## TEXT SHOWN
Agentic Workflows and AI Coding Assistants in Modern Web Development

2 min

Outline: Agentic Workflows and AI Coding Assistants

This document serves as a draft outline for a blog post discussing the role of AI coding agents (such as Claude, Cursor, Windsurf, and Antigravity) in web development, along with recommendations on how and where to store project-specific rules or agent behaviors.

1. Introduction to Agentic Development

AI coding assistants are evolving from simple autocompletion engines into fully autonomous agents capable of running commands, managing tasks, editing files, and debugging code in a loop. But to make them safe, predictable, and highly aligned with your project requirements, we need custom rules and contexts.

2. Proposing a Safe Space to Store Agent Instructions for This Project

When working on this repository, you want any AI agent you pair-program with to follow the same standards (e.g., preserving document integrity, using specific i18n structure, or matching UnoCSS configurations).

Here is a proposal for the best and safest places to store your agent instructions:

Create a .cursorrules, .clauderules, or .ai-instructions.md file in the root of the project:

  • Why it’s safe: It is tracked by Git, versioned, and shared with anyone who clones the repository.

Point-per-instance localization data:
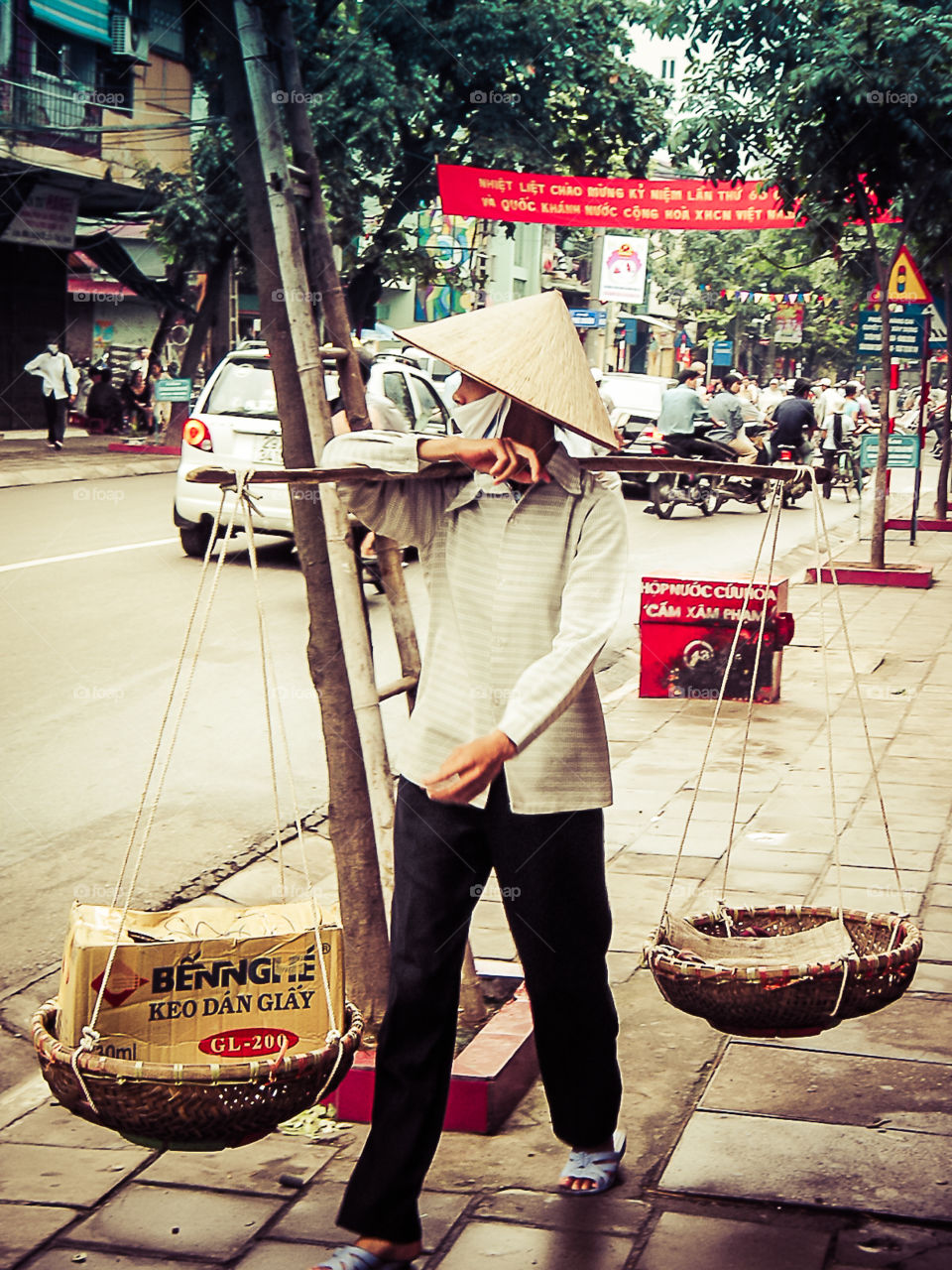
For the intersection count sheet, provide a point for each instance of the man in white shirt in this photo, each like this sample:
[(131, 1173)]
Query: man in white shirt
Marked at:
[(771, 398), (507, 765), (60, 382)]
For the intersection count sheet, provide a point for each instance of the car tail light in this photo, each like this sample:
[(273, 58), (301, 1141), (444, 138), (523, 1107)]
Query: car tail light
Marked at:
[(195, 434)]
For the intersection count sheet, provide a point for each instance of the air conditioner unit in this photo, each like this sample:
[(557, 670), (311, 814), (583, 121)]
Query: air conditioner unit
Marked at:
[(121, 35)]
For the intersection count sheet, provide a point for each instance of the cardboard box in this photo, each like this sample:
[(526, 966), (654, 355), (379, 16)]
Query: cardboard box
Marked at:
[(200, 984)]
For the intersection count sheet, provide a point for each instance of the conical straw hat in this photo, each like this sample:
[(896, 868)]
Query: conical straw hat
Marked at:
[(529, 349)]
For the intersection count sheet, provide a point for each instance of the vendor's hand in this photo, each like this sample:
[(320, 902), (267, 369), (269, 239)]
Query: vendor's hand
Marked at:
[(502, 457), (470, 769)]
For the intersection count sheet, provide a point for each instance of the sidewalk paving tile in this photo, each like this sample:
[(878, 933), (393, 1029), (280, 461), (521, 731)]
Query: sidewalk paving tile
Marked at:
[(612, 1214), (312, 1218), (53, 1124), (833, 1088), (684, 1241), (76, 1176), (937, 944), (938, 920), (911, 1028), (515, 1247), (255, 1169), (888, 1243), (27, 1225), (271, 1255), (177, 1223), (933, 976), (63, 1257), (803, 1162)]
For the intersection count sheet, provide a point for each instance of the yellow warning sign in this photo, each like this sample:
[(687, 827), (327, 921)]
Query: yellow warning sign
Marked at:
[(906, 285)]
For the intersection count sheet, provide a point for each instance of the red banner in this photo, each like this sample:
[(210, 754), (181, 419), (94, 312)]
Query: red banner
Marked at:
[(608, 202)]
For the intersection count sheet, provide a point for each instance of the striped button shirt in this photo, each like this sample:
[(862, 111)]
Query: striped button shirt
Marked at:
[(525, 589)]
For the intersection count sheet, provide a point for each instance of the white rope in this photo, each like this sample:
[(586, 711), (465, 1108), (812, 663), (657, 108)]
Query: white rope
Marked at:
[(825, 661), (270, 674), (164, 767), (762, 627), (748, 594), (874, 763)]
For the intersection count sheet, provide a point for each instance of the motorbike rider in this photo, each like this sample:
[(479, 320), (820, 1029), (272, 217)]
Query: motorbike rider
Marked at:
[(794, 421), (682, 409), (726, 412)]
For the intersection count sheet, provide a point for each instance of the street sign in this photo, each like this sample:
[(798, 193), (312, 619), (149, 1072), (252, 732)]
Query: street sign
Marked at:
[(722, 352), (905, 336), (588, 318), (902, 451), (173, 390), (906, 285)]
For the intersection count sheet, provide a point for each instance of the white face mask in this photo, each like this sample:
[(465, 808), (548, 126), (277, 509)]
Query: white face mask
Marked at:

## ACTIVITIES
1. According to the outline on AI coding agents, why is a project-root instruction file such as .cursorrules a safe place to keep agent instructions? Answer in one to three sentences.
2. Answer these from the outline on AI coding agents, one line each:
(a) Which AI coding agents does it name as examples?
(b) Besides editing files, what can fully autonomous agents do, according to the introduction?
(c) In what location should the instruction file be created?
3. Pick up the outline on AI coding agents after its last line and carry it on for a few more bullets or a short section.
These rows have nothing to do with the outline on AI coding agents.

## ANSWERS TO THE EXERCISES
1. It is tracked by Git and versioned. It is also shared with anyone who clones the repository.

2.
(a) Claude, Cursor, Windsurf, and Antigravity.
(b) Run commands, manage tasks, and debug code in a loop.
(c) In the root of the project.

3.
  • Editor Support: Editors like Cursor and VS Code Extensions automatically detect files like .cursorrules or .clauderules in the workspace root and apply them to all queries.

Store agent definitions globally in your home directory, e.g., /Users/svenwasmer/.gemini/config/agents or /Users/svenwasmer/.gemini/antigravity-cli/skills:

  • Why it’s safe: Keeps project repositories clean of local tool-specific files and keeps your private keys/preferences outside of public Git repositories.
  • Usage: Best for cross-project habits (like styling choices, favorite tools, or command execution permissions).

Option C: Local Editor Configuration (.vscode/ or .gemini/ inside workspace)

Keep configurations nested within your workspace’s local configurations:

  • Why it’s safe: Hidden from view but local to the project. Useful if you have environment-specific paths or local build scripts you want the AI to run.

3. Key Rules for the Agent in this Blog Project

If you create a project-specific instruction file, it should include:

  • Aesthetics & Styling: Prefer UnoCSS and Tailwind-like utility classes inline. Do not use plain CSS placeholders.
  • Content Layer API: Always use the new Astro 5 Content Layer API (src/content.config.ts and astro:content’s render() function) when query-handling.
  • i18n Mapping: Maintain translation keys in src/i18n and follow localized routing.